That’s right. Medical Cannabis patients in California can grow to their needs, NO LIMITS.
California voters did something right when they enacted Prop 215. The 1996 voter initiative provides a defense for medical patients and their defined caregivers who grow and possess Cannabis at any amount for medical purposes.
Titled the “Compassionate Use Act of 1996”, Prop 215 identifies medical conditions as the underlying defense for growth and possession of Cannabis. The qualifying medical conditions need to be confirmed by physician evaluation. As well, the physician is responsible for guidance. Prop 215 authors, Dennis Peron, Valerie Corral, Dale Gieringer, Tod Mikuriya, and many more, formed an all-star cast of compassionate professionals who chose not to describe Cannabis as a commodity in the law. They emphasized COMPASSION for patients.
There are many who recognize the poor job California regulators have since done in regulating Cannabis. A lot of the problems are attributed to Prop 64, the “Control, Regulate, and Tax Adult Use of Marijuana Act”. Like a tenant of the Evil Empire, the Prop 64 initiative describes Cannabis as a commodity and benefits large corporate growers. As a result, many small crop Cannabis farmers have shut down their licensed operations and sold their farms. Currently, the best access to quality, low-cost medical Cannabis remains the 215 recommendation which allows patients to grow their own.
“How many plants can a qualified medical cannabis user grow in California? Ask law enforcement or various state and county departments, and each agency, in some cases, each individual within each agency has a different answer,” writes Nichole Norris in the Redheaded Blackbelt. Apparently, county officials are confused. Humboldt County Sheriff deputies and code enforcement officers have been caught on camera saying, “There is no medical anymore,” and “215 doesn’t matter.” However, in an interview with Ms. Norris this summer, Humboldt County Sheriff Billy Honsal recognized medical cannabis laws. Sheriff Honsal believes Prop. 215 was not written well. However, he understands that if someone is growing more than six plants deputies must look at the 215 documents.

• [DATA]:
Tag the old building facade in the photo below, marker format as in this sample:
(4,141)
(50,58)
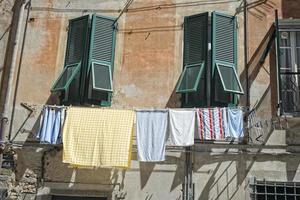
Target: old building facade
(149,55)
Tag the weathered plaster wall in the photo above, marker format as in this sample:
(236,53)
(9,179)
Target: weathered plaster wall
(147,66)
(5,20)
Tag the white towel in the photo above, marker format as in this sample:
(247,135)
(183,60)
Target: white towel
(182,126)
(212,123)
(235,122)
(151,128)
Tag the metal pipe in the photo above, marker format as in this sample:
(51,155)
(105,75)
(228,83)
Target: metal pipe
(246,52)
(28,6)
(10,64)
(128,3)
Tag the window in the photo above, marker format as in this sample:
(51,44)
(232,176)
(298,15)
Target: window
(190,78)
(288,51)
(88,72)
(267,190)
(229,78)
(209,74)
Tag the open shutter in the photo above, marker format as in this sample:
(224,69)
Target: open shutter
(224,58)
(74,58)
(195,52)
(102,53)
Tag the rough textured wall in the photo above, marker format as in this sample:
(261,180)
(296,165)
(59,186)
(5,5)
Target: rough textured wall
(153,51)
(5,20)
(147,66)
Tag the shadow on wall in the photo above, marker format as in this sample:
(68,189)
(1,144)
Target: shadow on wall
(290,8)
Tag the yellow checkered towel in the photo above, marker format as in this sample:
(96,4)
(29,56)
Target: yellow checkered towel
(98,137)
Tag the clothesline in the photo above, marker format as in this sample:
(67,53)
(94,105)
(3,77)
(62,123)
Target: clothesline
(106,134)
(130,108)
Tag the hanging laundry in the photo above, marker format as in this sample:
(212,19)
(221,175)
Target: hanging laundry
(98,137)
(235,123)
(51,125)
(182,126)
(151,128)
(212,123)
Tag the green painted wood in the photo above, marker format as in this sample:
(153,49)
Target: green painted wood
(102,50)
(195,53)
(77,40)
(224,51)
(195,39)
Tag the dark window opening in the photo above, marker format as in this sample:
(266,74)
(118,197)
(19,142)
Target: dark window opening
(266,190)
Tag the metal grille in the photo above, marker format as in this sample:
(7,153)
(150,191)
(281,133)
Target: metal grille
(267,190)
(190,78)
(225,38)
(290,92)
(102,39)
(76,40)
(289,54)
(195,39)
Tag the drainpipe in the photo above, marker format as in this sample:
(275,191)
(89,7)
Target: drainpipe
(28,7)
(246,53)
(10,64)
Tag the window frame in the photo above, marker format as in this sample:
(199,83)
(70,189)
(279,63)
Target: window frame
(196,84)
(254,184)
(290,26)
(67,84)
(222,80)
(93,76)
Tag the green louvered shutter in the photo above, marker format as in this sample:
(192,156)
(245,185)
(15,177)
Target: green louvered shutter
(69,80)
(101,58)
(76,45)
(192,80)
(195,39)
(225,82)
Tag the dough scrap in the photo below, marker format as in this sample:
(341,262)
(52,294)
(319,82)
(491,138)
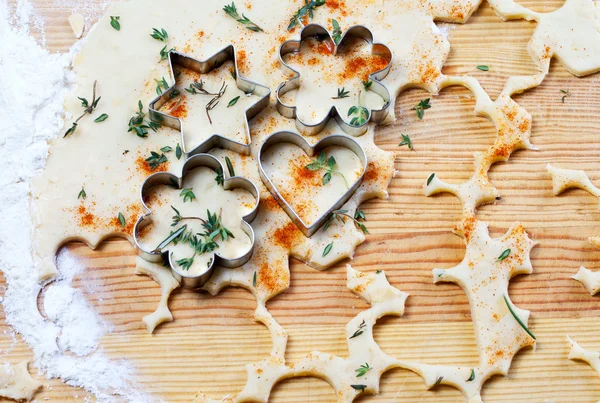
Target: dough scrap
(162,275)
(340,373)
(578,353)
(570,34)
(563,179)
(16,383)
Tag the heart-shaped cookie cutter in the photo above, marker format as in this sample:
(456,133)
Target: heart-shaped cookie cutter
(316,30)
(166,178)
(297,139)
(204,67)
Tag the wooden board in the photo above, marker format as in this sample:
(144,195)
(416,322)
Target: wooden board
(211,339)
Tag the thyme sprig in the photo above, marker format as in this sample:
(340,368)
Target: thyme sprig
(161,85)
(362,370)
(231,11)
(337,32)
(322,162)
(359,331)
(342,93)
(517,318)
(359,115)
(421,107)
(200,242)
(341,215)
(159,35)
(89,108)
(307,9)
(155,159)
(138,125)
(406,141)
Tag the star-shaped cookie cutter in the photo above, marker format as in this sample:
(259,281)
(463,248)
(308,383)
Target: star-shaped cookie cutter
(166,178)
(204,67)
(311,150)
(316,30)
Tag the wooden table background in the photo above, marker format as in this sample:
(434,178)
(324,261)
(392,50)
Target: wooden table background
(211,339)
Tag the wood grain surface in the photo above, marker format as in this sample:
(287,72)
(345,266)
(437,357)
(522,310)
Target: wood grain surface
(211,339)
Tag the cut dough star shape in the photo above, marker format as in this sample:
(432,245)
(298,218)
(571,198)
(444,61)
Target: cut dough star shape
(570,34)
(333,78)
(563,179)
(215,94)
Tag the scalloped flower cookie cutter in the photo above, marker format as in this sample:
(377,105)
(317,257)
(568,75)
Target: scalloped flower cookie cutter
(294,138)
(204,67)
(166,178)
(316,30)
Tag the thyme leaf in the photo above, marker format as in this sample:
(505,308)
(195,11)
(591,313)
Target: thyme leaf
(327,249)
(406,141)
(114,22)
(421,107)
(306,10)
(337,32)
(362,370)
(231,11)
(328,164)
(503,255)
(187,194)
(122,220)
(517,318)
(159,35)
(342,93)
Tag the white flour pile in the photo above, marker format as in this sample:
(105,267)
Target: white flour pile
(33,83)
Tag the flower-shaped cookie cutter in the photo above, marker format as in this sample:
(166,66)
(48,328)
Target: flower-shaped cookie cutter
(316,30)
(166,178)
(204,67)
(297,139)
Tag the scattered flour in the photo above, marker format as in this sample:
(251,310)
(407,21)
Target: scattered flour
(65,344)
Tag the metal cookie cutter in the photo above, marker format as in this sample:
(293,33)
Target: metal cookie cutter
(204,67)
(297,139)
(165,178)
(316,30)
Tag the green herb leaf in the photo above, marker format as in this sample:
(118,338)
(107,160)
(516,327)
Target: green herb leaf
(362,370)
(160,35)
(359,331)
(517,318)
(503,255)
(114,22)
(231,11)
(327,249)
(233,101)
(406,141)
(342,93)
(155,159)
(122,220)
(101,118)
(421,107)
(229,166)
(307,9)
(337,32)
(187,194)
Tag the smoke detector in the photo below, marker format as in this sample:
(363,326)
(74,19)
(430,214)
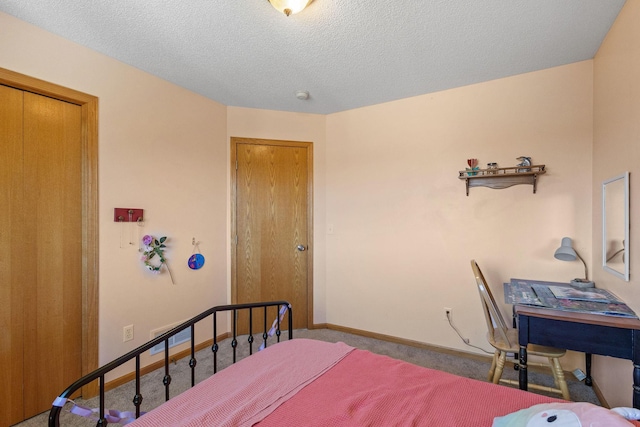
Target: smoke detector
(302,95)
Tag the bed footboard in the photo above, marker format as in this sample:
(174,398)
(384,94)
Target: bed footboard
(253,309)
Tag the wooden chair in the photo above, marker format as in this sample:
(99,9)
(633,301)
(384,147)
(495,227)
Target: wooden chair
(505,340)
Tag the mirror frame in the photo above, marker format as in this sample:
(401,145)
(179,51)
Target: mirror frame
(624,275)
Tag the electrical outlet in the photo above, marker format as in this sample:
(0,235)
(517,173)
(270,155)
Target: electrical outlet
(127,333)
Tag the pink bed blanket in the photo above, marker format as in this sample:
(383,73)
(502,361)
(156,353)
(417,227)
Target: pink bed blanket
(249,390)
(312,383)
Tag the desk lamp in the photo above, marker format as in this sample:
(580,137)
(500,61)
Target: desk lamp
(566,253)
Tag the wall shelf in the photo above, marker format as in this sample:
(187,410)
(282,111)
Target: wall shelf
(502,177)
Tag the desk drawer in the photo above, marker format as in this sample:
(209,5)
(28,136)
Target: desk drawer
(587,338)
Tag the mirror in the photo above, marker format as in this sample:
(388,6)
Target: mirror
(615,226)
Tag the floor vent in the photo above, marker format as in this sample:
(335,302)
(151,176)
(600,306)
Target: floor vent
(179,338)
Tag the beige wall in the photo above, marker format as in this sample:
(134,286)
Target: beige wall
(161,148)
(616,149)
(403,229)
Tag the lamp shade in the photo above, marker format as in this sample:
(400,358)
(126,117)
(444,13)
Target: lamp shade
(289,7)
(566,252)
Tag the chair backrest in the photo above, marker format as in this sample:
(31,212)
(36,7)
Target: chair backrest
(493,316)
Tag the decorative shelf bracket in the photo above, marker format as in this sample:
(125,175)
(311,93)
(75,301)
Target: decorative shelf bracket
(502,177)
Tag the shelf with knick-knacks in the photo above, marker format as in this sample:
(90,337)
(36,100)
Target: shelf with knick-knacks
(499,178)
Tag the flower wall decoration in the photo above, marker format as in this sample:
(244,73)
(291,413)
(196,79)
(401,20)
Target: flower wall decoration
(155,248)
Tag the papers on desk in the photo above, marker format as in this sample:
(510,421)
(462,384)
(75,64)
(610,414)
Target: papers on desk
(592,294)
(560,296)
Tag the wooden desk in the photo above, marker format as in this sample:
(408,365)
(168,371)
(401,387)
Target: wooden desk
(589,333)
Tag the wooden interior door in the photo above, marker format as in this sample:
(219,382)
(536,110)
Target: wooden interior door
(41,250)
(13,248)
(272,254)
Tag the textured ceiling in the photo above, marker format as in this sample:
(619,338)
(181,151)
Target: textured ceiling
(346,53)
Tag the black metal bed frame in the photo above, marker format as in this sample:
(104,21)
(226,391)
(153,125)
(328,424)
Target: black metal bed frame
(54,414)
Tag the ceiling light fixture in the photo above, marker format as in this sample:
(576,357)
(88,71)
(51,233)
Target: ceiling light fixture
(290,6)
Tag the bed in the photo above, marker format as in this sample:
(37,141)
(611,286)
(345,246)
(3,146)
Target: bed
(303,382)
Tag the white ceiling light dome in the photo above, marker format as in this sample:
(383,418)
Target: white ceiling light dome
(289,7)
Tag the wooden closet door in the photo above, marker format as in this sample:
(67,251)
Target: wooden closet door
(53,278)
(271,209)
(13,250)
(40,251)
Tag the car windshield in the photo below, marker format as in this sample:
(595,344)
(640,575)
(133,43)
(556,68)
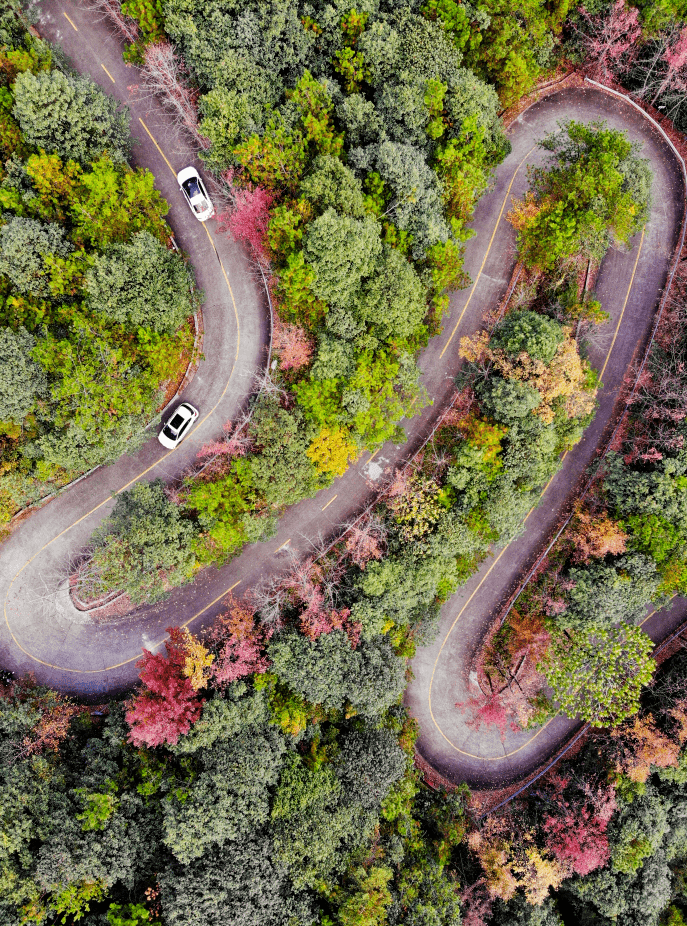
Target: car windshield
(193,188)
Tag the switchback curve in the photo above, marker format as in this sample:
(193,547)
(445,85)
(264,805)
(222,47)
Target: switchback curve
(40,632)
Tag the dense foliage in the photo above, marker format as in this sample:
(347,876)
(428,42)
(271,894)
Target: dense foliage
(93,305)
(599,840)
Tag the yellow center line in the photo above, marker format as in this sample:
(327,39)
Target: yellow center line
(491,241)
(123,488)
(627,296)
(150,135)
(543,492)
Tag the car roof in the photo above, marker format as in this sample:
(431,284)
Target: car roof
(187,173)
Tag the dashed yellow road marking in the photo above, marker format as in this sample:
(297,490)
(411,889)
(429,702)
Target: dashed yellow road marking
(543,492)
(118,665)
(488,251)
(150,135)
(622,312)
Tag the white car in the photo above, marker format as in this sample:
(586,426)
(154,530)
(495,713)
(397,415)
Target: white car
(178,426)
(195,193)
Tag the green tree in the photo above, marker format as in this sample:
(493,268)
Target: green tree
(341,251)
(114,202)
(332,185)
(26,246)
(536,334)
(70,116)
(596,188)
(328,671)
(144,548)
(313,828)
(22,380)
(605,595)
(393,301)
(141,283)
(229,797)
(599,674)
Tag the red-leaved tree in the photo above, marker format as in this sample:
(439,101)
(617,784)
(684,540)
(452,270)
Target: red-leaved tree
(167,705)
(489,711)
(578,838)
(248,216)
(293,345)
(609,40)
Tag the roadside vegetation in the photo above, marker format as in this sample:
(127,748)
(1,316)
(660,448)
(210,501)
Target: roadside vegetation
(94,306)
(263,773)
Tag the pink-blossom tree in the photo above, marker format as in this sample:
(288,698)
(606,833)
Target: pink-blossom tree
(167,705)
(241,641)
(365,540)
(247,217)
(578,838)
(294,346)
(610,40)
(488,710)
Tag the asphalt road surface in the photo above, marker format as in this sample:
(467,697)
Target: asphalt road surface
(43,633)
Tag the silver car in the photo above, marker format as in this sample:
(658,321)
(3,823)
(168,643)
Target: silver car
(195,193)
(178,426)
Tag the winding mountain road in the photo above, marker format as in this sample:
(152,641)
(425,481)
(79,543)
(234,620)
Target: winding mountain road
(42,632)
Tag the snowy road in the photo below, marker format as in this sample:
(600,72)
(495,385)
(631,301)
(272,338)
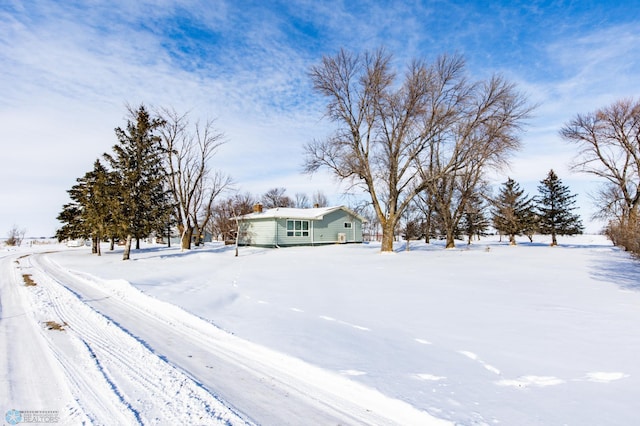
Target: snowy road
(125,358)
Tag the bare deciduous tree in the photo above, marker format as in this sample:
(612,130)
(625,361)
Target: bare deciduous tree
(320,200)
(192,183)
(301,201)
(609,147)
(222,224)
(276,197)
(393,139)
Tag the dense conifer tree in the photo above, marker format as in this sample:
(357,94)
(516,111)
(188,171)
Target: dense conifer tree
(555,206)
(513,211)
(137,161)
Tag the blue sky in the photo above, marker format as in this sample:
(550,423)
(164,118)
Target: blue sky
(67,70)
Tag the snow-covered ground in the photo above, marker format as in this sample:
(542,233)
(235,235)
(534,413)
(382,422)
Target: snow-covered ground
(486,334)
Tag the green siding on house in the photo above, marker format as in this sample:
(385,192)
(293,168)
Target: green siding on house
(258,233)
(273,231)
(327,230)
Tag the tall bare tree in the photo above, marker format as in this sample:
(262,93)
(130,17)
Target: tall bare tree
(394,138)
(222,223)
(276,197)
(193,184)
(320,199)
(301,201)
(608,143)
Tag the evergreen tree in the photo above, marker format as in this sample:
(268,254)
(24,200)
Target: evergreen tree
(513,211)
(474,221)
(90,214)
(555,206)
(137,161)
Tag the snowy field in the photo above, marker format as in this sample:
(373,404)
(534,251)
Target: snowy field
(486,334)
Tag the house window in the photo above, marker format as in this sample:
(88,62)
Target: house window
(297,228)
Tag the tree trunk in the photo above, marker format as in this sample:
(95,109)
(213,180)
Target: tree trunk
(451,243)
(185,242)
(387,235)
(127,248)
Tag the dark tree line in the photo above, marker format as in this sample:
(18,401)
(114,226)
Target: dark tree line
(126,201)
(133,193)
(158,178)
(510,212)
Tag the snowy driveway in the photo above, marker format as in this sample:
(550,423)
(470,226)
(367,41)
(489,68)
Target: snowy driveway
(125,358)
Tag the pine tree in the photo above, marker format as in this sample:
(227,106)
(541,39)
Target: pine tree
(555,206)
(137,162)
(513,211)
(90,214)
(474,222)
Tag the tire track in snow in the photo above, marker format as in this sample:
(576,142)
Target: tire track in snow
(265,385)
(119,376)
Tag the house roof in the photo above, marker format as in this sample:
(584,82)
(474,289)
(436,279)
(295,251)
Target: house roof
(291,213)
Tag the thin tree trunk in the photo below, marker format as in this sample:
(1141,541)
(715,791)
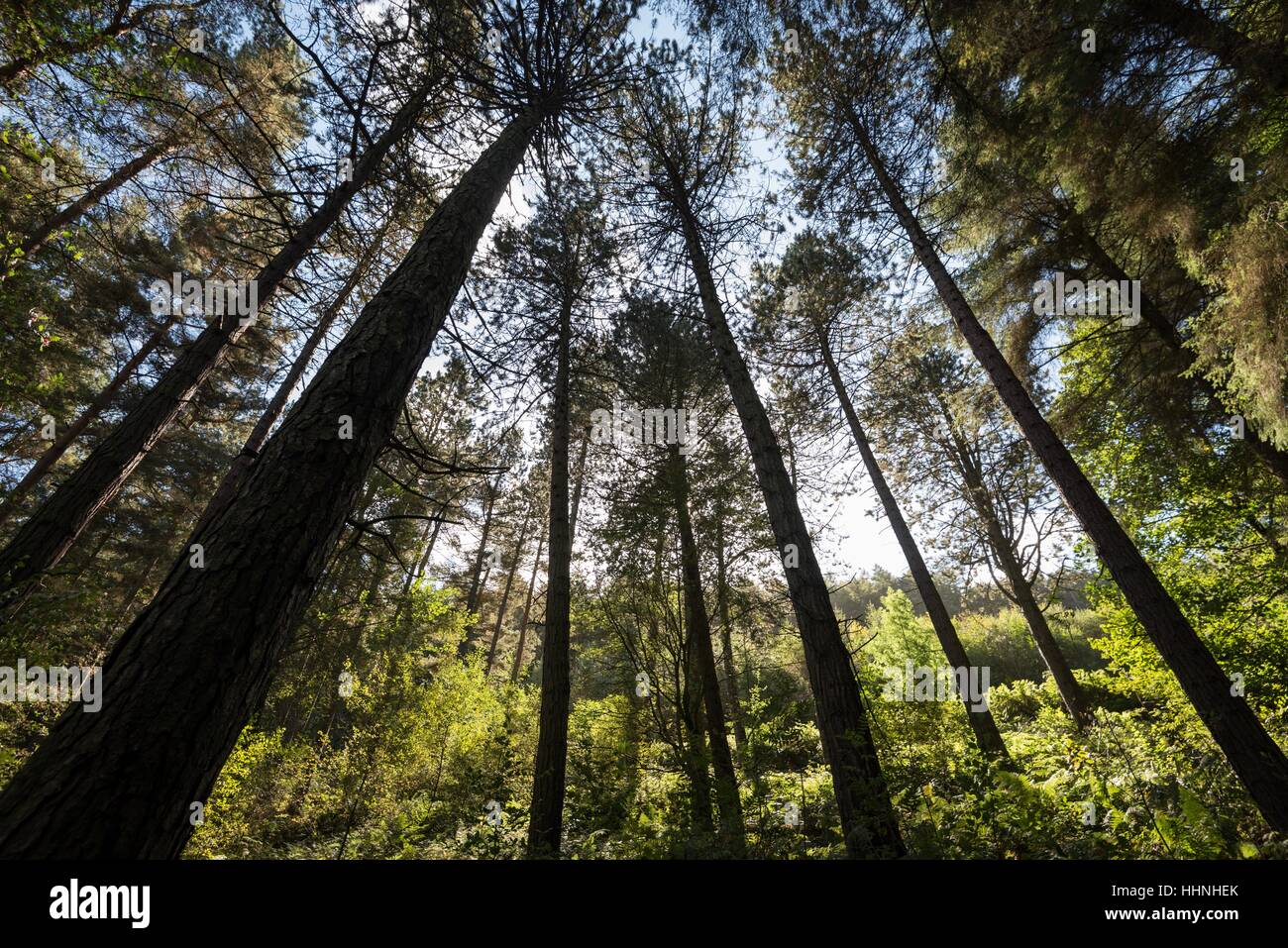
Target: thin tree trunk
(545,830)
(472,597)
(196,664)
(699,636)
(90,198)
(505,592)
(1021,590)
(73,430)
(527,609)
(1274,458)
(987,734)
(47,536)
(863,800)
(739,733)
(1252,753)
(579,483)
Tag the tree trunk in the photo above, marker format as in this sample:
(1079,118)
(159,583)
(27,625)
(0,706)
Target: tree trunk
(527,609)
(739,733)
(863,800)
(472,597)
(505,594)
(90,198)
(578,485)
(196,664)
(987,734)
(1252,753)
(699,636)
(47,536)
(73,430)
(259,434)
(1274,459)
(545,830)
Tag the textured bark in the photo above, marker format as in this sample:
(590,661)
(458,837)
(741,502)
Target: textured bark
(987,734)
(527,610)
(194,665)
(1257,760)
(73,430)
(728,798)
(47,536)
(545,830)
(863,800)
(245,459)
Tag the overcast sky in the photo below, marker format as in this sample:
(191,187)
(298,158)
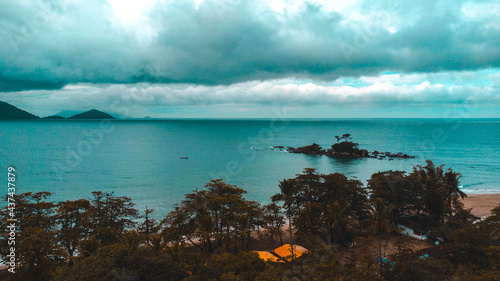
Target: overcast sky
(251,59)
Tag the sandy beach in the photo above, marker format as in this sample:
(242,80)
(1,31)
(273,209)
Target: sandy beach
(482,204)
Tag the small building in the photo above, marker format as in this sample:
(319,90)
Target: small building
(282,253)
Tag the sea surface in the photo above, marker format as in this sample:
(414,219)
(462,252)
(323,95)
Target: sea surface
(142,158)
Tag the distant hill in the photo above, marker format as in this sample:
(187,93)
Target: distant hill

• [WHAT YOU WILL DO]:
a – In the Prop 215 article, extract everything from "California voters did" down to "for medical purposes.", copying it word for word.
b – Answer these questions using the Prop 215 article:
(i) In what year did California voters enact Prop 215?
(ii) What is the full title of Prop 64?
(iii) According to Sheriff Billy Honsal, above what number of plants must deputies look at the 215 documents?
c – Carry on the Prop 215 article from the point where it stops.

• [ANSWER SECTION]:
a –
California voters did something right when they enacted Prop 215. The 1996 voter initiative provides a defense for medical patients and their defined caregivers who grow and possess Cannabis at any amount for medical purposes.

b –
(i) 1996
(ii) The "Control, Regulate, and Tax Adult Use of Marijuana Act"
(iii) Six plants

c –
Adding to the confusion, Humboldt County Building and Planning Department operates on different limits allowing 100 sq-ft, 200 sq-ft, or 400 sq-ft depending on lot size. Cannabis expert and local criminal defense attorney, Eugene Denson, writes “It is important for the Sheriff, the Code Enforcement Unit, and other county officials to understand what is allowed under existing law because I believe they are presently violating the law… due to a mistaken opinion of what the laws of California allow. These actions make the county liable for damages and other legal remedies available to patients.”
Past medical patients uprooted their lives and moved to Humboldt County to benefit from a favorable Cannabis environment. Some patients see Cannabis as the plant that saved their lives from the suffering of chronic illness.. Humboldt County is well known as an epicenter of Cannabis. The tenacity and persistence of Emerald Triangle inhabitants to grow their own Cannabis despite the laws enacted to "control, tax, and regulate" has started a movement to world wide legalization.. However much regulators put their hands out panning for cash to fill government coffers, they cannot bully the medical Cannabis patient. Thankfully, the authors of Prop 215 saw Cannabis as more than a commodity. As a result of their incredible foresight, medical Cannabis patients can continue to produce their own medicine and the legacy the personal medical Cannabis garden continues.